Lesetext:
------------
Neo Cab | Games zur politischen Bildung | bpb.de

Neo Cab Rezension

/ 6 Minuten zu lesen

In dieser Visual Novel spielen wir Lina, die vielleicht letzte menschliche Taxifahrerin der fiktiven Großstadt Los Ojos. Ihr Kampf gegen Überwachung und Manipulation wirft ethische Fragen rund um die Automatisierung unseres Alltags auf.

Innenraum eines Taxis. Im Vordergrund die Fahrerin, im Hintergrund sitzt auf dem Rücksitz eine Frau, die auf eine von außen sichtbare Augmented-Reality-Oberfläche blickt.
Als prekär beschäftigte Taxifahrerin ist Lina von den Bewertungen durch ihre Fahrgäste abhängig. (© Neo Cab / Fellow Traveller / eigener Screenshot)

In Neo Cab spielen wir die Taxifahrerin Lina, die einen Neuanfang in der fiktiven Metropole Los Ojos wagt, um mit ihrer Kindheitsfreundin Savy zusammenzuziehen. Bei unserer Ankunft verhält sich Savy jedoch merkwürdig und verschwindet sogar kurz darauf. Aufgewühlt gehen wir unserem Beruf weiterhin nach, um uns in der fremden Stadt weiterhin eine Unterkunft in einer der verschiedenen Absteigen leisten zu können. Dabei lernen wir nicht nur Los Ojos, sondern auch seine Menschen kennen. Über unser Smartphone bearbeiten wir Fahrgastanfragen von etwa zwölf teilweise wiederkehrenden Charakteren. Diese decken eine vielfältige Bandbreite ab: Wir kutschieren beispielsweise technikaffine Touristen, einen wurmanbetenden Kultisten, eine Quantenstatistikerin und Anti-Auto-Aktivisten. Überraschenderweise bekommen wir beinahe durchgehend zu spüren, dass wir dabei der eigentliche Paradiesvogel Los Ojos‘s sind: Im Near-Future Setting von Neo Cab sind menschliche Fahrer eine Seltenheit, denn beinahe jede Dienstleistung der Stadt liegt in der Hand des Megakonzerns Capra und ist mithilfe künstlicher Intelligenz vollautomatisiert – allen voran Kapselhotels und Taxis.

Feelgrid: Ein letzter Hinweis. Alle Emotionen haben ihre Berechtigung, aber die äußeren Ränder des Feelgrid sollen Ihnen etwas sagen. Zum Beispiel, dass es Zeit ist, eine Pause oder ein Nickerchen zu machen oder sich einfach kurz noch einmal zu zentrieren. Und jetzt holen Sie tief Luft, und dann alles Gute da draußen!
------------
Aufgaben bearbeiten:
**1.** Schreibe aus der Rezension zu Neo Cab alles von „In dieser Visual“ bis hinunter zu „Traveller / eigener Screenshot)“ wortgetreu ab.
**2.** Welcher Megakonzern kontrolliert laut der Rezension zu Neo Cab beinahe jede Dienstleistung in Los Ojos?
**3.** Fasse den Absatz der Rezension zu Neo Cab, der mit „In Neo Cab spielen wir die Taxifahrerin Lina“ beginnt, als Stichpunktliste zusammen.

Erfasste Daten:
------------
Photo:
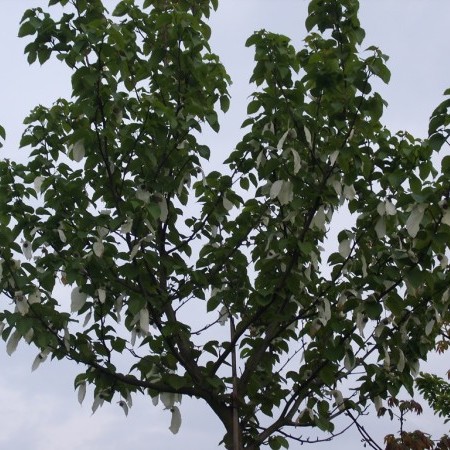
------------
Lösungen:
**1.**
In dieser Visual Novel spielen wir Lina, die vielleicht letzte menschliche Taxifahrerin der fiktiven Großstadt Los Ojos. Ihr Kampf gegen Überwachung und Manipulation wirft ethische Fragen rund um die Automatisierung unseres Alltags auf.

Innenraum eines Taxis. Im Vordergrund die Fahrerin, im Hintergrund sitzt auf dem Rücksitz eine Frau, die auf eine von außen sichtbare Augmented-Reality-Oberfläche blickt.
Als prekär beschäftigte Taxifahrerin ist Lina von den Bewertungen durch ihre Fahrgäste abhängig. (© Neo Cab / Fellow Traveller / eigener Screenshot)

**2.** Der Megakonzern Capra.

**3.**
- Man spielt die Taxifahrerin Lina, die in der fiktiven Metropole Los Ojos neu anfängt, um mit ihrer Kindheitsfreundin Savy zusammenzuziehen.
- Savy verhält sich bei der Ankunft merkwürdig und verschwindet kurz darauf.
- Lina arbeitet weiter, um sich eine Unterkunft in einer der Absteigen leisten zu können.
- Über das Smartphone nimmt sie Fahrgastanfragen von etwa zwölf teils wiederkehrenden Charakteren an, etwa von technikaffinen Touristen, einem wurmanbetenden Kultisten, einer Quantenstatistikerin und Anti-Auto-Aktivisten.
- Menschliche Fahrer sind in diesem Near-Future-Setting selten, da fast alle Dienstleistungen dem Megakonzern Capra gehören und mithilfe künstlicher Intelligenz vollautomatisiert sind, vor allem Kapselhotels und Taxis.